Segment Open

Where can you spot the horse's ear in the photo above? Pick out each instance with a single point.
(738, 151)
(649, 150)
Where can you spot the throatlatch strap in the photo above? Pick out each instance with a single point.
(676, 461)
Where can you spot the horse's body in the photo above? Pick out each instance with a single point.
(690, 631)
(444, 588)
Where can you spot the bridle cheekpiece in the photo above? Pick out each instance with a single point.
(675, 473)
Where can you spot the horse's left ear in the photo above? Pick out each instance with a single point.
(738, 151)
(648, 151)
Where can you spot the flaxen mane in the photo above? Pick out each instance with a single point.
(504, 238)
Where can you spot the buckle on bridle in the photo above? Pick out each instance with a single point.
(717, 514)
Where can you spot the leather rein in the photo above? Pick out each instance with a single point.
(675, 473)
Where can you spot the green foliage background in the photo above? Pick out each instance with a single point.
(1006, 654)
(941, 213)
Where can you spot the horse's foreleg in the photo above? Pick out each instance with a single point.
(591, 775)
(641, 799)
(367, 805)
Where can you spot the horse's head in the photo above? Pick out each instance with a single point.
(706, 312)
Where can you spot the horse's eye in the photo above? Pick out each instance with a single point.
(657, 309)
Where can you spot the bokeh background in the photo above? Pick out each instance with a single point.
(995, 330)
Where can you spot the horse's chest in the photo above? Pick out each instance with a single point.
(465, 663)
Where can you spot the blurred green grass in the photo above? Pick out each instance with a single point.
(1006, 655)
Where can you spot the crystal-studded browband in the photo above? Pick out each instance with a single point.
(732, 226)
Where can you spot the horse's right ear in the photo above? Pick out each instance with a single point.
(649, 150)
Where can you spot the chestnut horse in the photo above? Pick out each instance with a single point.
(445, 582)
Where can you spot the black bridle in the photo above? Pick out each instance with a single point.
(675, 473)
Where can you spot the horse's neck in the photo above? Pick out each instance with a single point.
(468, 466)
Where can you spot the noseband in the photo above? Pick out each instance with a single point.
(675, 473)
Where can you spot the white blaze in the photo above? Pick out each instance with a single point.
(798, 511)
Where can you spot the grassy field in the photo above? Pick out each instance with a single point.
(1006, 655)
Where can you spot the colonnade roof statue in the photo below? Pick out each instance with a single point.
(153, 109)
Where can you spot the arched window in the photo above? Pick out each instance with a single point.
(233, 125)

Segment Closed

* **ACTION ITEM**
Your answer should hold exactly the lines from the one containing "Where can you spot the colonnade" through the end of the entries above, and nothing else.

* **RESULT FOR THIS EXERCISE**
Where can you spot the colonnade roof statue in the photo below? Pick out each instance with a single point.
(153, 109)
Where can you spot the arched window in the photo above? Pick out each instance with a single point.
(233, 125)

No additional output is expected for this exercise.